+++ Dataset extract +++
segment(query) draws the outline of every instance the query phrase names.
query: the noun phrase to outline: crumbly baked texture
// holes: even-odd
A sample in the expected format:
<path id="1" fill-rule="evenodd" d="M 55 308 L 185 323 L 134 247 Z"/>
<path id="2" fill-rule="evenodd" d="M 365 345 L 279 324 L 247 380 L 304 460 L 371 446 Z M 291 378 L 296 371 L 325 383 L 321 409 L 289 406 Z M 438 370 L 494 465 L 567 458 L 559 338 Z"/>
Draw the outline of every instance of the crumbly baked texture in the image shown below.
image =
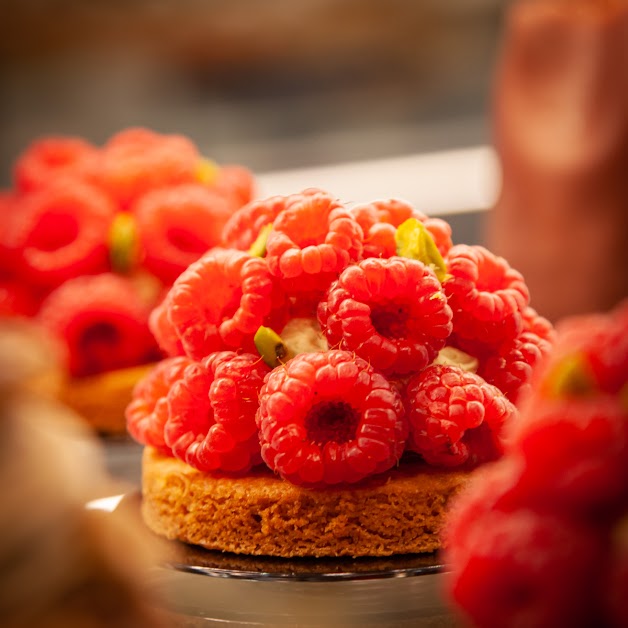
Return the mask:
<path id="1" fill-rule="evenodd" d="M 126 434 L 124 411 L 135 384 L 153 364 L 118 369 L 89 377 L 68 377 L 61 385 L 60 401 L 77 412 L 98 433 Z"/>
<path id="2" fill-rule="evenodd" d="M 236 554 L 390 556 L 440 548 L 447 505 L 465 471 L 404 462 L 354 487 L 313 490 L 258 469 L 202 473 L 146 447 L 142 516 L 168 539 Z"/>

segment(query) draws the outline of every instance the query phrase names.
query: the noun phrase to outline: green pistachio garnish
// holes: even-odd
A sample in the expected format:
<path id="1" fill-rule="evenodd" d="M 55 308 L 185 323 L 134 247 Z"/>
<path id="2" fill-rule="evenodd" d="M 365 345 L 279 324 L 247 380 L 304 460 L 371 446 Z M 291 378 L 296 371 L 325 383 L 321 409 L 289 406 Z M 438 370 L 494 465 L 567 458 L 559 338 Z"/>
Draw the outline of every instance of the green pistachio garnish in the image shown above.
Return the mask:
<path id="1" fill-rule="evenodd" d="M 203 157 L 196 166 L 196 180 L 204 185 L 211 185 L 216 182 L 220 166 L 211 159 Z"/>
<path id="2" fill-rule="evenodd" d="M 442 283 L 449 277 L 445 260 L 425 225 L 416 218 L 408 218 L 395 232 L 397 255 L 423 262 L 429 266 Z"/>
<path id="3" fill-rule="evenodd" d="M 122 212 L 116 215 L 109 228 L 109 260 L 117 273 L 129 273 L 140 256 L 140 240 L 133 214 Z"/>
<path id="4" fill-rule="evenodd" d="M 264 257 L 266 255 L 266 241 L 268 240 L 268 234 L 272 231 L 272 224 L 264 225 L 259 232 L 259 235 L 255 239 L 255 242 L 251 244 L 249 248 L 249 255 L 253 257 Z"/>
<path id="5" fill-rule="evenodd" d="M 288 350 L 281 336 L 270 327 L 261 325 L 255 332 L 253 342 L 262 360 L 270 368 L 283 364 L 289 357 Z"/>
<path id="6" fill-rule="evenodd" d="M 552 397 L 559 399 L 591 397 L 598 390 L 586 356 L 581 353 L 561 360 L 549 373 L 545 386 Z"/>

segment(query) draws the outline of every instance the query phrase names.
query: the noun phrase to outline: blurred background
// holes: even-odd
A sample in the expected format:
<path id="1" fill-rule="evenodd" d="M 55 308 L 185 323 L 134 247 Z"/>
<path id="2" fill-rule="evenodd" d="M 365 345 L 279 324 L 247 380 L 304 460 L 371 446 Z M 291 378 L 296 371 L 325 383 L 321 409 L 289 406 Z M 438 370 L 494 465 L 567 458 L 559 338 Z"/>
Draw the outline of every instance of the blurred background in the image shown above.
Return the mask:
<path id="1" fill-rule="evenodd" d="M 490 141 L 500 0 L 2 0 L 0 172 L 42 134 L 257 172 Z"/>

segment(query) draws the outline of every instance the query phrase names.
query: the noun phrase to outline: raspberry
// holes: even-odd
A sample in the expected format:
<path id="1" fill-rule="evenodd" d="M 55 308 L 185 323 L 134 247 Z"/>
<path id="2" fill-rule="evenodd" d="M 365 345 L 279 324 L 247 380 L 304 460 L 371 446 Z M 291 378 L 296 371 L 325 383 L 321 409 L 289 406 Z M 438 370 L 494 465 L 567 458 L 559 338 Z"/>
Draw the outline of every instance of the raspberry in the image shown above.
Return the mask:
<path id="1" fill-rule="evenodd" d="M 168 293 L 170 294 L 170 293 Z M 148 327 L 151 330 L 159 348 L 169 356 L 185 355 L 185 349 L 179 334 L 168 316 L 170 303 L 168 294 L 157 305 L 148 317 Z"/>
<path id="2" fill-rule="evenodd" d="M 628 416 L 617 400 L 536 400 L 523 418 L 511 445 L 525 461 L 522 500 L 593 521 L 621 514 L 628 504 Z"/>
<path id="3" fill-rule="evenodd" d="M 285 324 L 287 302 L 264 259 L 215 248 L 175 281 L 167 316 L 187 355 L 200 360 L 222 349 L 254 352 L 260 325 Z"/>
<path id="4" fill-rule="evenodd" d="M 540 316 L 530 306 L 523 310 L 523 331 L 531 331 L 539 338 L 546 340 L 550 345 L 553 345 L 556 341 L 556 330 L 552 323 Z"/>
<path id="5" fill-rule="evenodd" d="M 8 240 L 21 252 L 27 281 L 57 286 L 108 270 L 106 238 L 114 212 L 102 192 L 77 181 L 59 181 L 24 197 Z"/>
<path id="6" fill-rule="evenodd" d="M 346 268 L 318 307 L 330 347 L 403 375 L 425 368 L 451 333 L 451 310 L 421 262 L 369 258 Z"/>
<path id="7" fill-rule="evenodd" d="M 414 375 L 405 402 L 408 449 L 440 466 L 498 458 L 504 428 L 517 415 L 499 389 L 455 366 L 435 364 Z"/>
<path id="8" fill-rule="evenodd" d="M 255 178 L 244 166 L 225 164 L 220 166 L 212 187 L 229 199 L 232 210 L 239 209 L 253 200 Z"/>
<path id="9" fill-rule="evenodd" d="M 324 293 L 362 255 L 362 229 L 332 196 L 319 190 L 293 195 L 266 242 L 270 272 L 289 295 Z"/>
<path id="10" fill-rule="evenodd" d="M 407 423 L 399 393 L 347 351 L 303 353 L 275 368 L 257 416 L 266 464 L 294 484 L 353 483 L 394 466 Z"/>
<path id="11" fill-rule="evenodd" d="M 0 317 L 34 316 L 39 299 L 22 282 L 0 279 Z"/>
<path id="12" fill-rule="evenodd" d="M 168 393 L 165 440 L 200 471 L 243 473 L 261 462 L 255 424 L 270 369 L 258 356 L 213 353 L 188 367 Z"/>
<path id="13" fill-rule="evenodd" d="M 408 218 L 416 218 L 425 224 L 441 255 L 446 255 L 452 246 L 449 224 L 440 218 L 428 218 L 412 205 L 398 199 L 356 205 L 351 213 L 364 232 L 364 257 L 396 255 L 395 231 Z"/>
<path id="14" fill-rule="evenodd" d="M 75 377 L 157 357 L 148 312 L 124 277 L 104 273 L 70 279 L 48 295 L 38 317 L 65 341 Z"/>
<path id="15" fill-rule="evenodd" d="M 454 537 L 446 557 L 447 585 L 474 625 L 599 625 L 592 592 L 604 547 L 594 528 L 524 508 L 465 520 L 464 544 Z"/>
<path id="16" fill-rule="evenodd" d="M 99 151 L 78 137 L 51 136 L 33 142 L 16 160 L 17 189 L 31 192 L 59 177 L 93 179 Z"/>
<path id="17" fill-rule="evenodd" d="M 287 196 L 253 201 L 234 212 L 222 231 L 224 246 L 248 251 L 262 228 L 272 223 L 286 207 Z"/>
<path id="18" fill-rule="evenodd" d="M 552 356 L 539 373 L 539 394 L 550 398 L 626 394 L 628 299 L 608 314 L 564 319 L 557 332 Z"/>
<path id="19" fill-rule="evenodd" d="M 532 373 L 551 349 L 551 344 L 533 331 L 524 331 L 480 360 L 478 374 L 497 386 L 513 403 L 530 393 Z"/>
<path id="20" fill-rule="evenodd" d="M 451 277 L 443 290 L 453 310 L 454 333 L 492 345 L 516 338 L 529 300 L 521 274 L 481 246 L 458 244 L 446 261 Z"/>
<path id="21" fill-rule="evenodd" d="M 132 211 L 144 251 L 142 264 L 166 284 L 220 243 L 231 214 L 222 196 L 200 184 L 152 190 Z"/>
<path id="22" fill-rule="evenodd" d="M 138 443 L 172 455 L 164 440 L 168 420 L 167 395 L 190 364 L 192 361 L 186 357 L 166 358 L 136 384 L 125 416 L 127 431 Z"/>
<path id="23" fill-rule="evenodd" d="M 101 179 L 125 209 L 149 190 L 196 182 L 200 163 L 201 156 L 188 138 L 131 128 L 105 145 Z"/>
+++
[Exercise brief] Looking at the entries above, say how many lines contain the word "texture". Only the number is wanted.

[Exercise solution] 2